Cosa fare:
a) Elenca tutti i mezzi di soccorso che l'intervista su Eriksen indica come usati per rianimare il calciatore.
b) Trascrivi parola per parola il passo dell'intervista su Eriksen compreso tra "Professore, premettendo che" e "riportarlo in vita?", estremi inclusi.

Intervista selezionata:
Professore, premettendo che ovviamente non è stata data ancora una diagnosi chiara, cosa può essere successo a Eriksen?

“C’è stata un’improvvisa perdita di coscienza per sopraggiunto ritmo ventricolare ad alta frequenza”.

Il medico della Danimarca – in conferenza stampa – ha sostenuto che il ragazzo fosse letteralmente morto per qualche minuto. Come hanno fatto a riportarlo in vita?

“Eriksen è andato incontro a una fibrillazione ventricolare, ovvero a un arresto della circolazione, che è lo stato della morte. Per fortuna questo stato può essere reversibile se si ripristina subito il ritmo normale del cuore. Il calciatore è stato resuscitato grazie al defibrillatore esterno, preceduto da un massaggio cardiaco che ha consentito di mantenere una portata di sangue sufficiente a perfondere il cervello fino allo shock elettrico”.

Materiale:
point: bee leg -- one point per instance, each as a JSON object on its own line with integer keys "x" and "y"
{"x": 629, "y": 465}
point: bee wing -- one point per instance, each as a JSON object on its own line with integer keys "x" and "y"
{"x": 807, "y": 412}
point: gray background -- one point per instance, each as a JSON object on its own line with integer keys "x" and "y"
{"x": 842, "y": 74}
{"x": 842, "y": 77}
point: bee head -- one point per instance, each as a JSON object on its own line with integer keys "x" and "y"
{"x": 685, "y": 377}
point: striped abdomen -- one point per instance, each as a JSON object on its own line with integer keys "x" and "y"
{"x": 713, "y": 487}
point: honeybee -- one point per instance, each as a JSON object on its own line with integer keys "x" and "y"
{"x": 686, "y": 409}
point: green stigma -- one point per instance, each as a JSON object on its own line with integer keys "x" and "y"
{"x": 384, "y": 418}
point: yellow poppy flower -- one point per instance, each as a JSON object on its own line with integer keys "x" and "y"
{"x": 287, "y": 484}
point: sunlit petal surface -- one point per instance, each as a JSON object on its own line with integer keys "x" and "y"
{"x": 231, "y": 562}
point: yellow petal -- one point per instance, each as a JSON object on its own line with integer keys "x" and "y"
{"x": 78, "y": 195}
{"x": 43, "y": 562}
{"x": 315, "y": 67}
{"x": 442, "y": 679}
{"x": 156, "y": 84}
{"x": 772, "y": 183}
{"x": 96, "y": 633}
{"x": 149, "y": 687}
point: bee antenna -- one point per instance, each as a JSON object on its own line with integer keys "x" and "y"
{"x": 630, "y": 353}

--

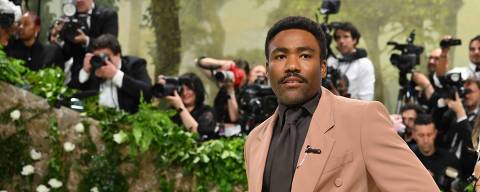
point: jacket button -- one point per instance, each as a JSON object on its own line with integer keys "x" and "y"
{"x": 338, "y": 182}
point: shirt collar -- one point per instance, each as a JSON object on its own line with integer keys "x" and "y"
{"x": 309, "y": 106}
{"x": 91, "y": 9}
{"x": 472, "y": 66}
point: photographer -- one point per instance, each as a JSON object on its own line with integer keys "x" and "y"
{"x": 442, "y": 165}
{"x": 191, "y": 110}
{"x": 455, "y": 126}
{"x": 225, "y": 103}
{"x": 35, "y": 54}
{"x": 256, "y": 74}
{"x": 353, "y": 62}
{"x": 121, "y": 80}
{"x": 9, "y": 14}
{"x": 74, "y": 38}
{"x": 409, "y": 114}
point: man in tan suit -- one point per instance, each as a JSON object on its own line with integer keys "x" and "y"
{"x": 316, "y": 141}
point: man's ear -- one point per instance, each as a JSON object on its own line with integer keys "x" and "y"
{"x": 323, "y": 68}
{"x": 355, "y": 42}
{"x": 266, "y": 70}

Soluzioni:
a) Massaggio cardiaco, defibrillatore esterno, shock elettrico.

b)
Professore, premettendo che ovviamente non è stata data ancora una diagnosi chiara, cosa può essere successo a Eriksen?

“C’è stata un’improvvisa perdita di coscienza per sopraggiunto ritmo ventricolare ad alta frequenza”.

Il medico della Danimarca – in conferenza stampa – ha sostenuto che il ragazzo fosse letteralmente morto per qualche minuto. Come hanno fatto a riportarlo in vita?